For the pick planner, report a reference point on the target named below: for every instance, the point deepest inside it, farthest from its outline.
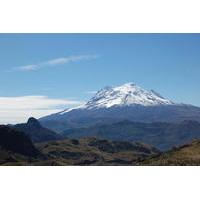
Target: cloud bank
(54, 62)
(19, 109)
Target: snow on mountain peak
(127, 94)
(124, 95)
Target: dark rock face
(17, 142)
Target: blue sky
(67, 67)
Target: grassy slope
(186, 155)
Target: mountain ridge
(125, 102)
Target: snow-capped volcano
(125, 102)
(127, 94)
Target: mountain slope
(161, 135)
(126, 102)
(186, 155)
(36, 132)
(16, 142)
(92, 151)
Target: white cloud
(19, 109)
(54, 62)
(91, 92)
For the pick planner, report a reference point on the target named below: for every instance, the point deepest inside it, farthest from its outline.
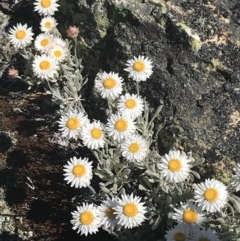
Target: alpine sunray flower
(71, 123)
(78, 172)
(109, 85)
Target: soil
(42, 211)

_ _ _ _

Copy the stretch from the line containing "Target: mountain slope" through the end of the records, swapping "white cloud" for "puffy cloud" and changing nothing else. Leave the pictures out.

Target: mountain slope
(161, 135)
(126, 102)
(186, 155)
(36, 132)
(16, 142)
(92, 151)
Target: puffy cloud
(19, 109)
(54, 62)
(91, 92)
For the pick planner, report a reference point on the target named below: for every instance, the point deepest inside it, farthest from its outline.
Target: alpine sunray flower
(71, 123)
(78, 172)
(109, 85)
Target: soil
(42, 211)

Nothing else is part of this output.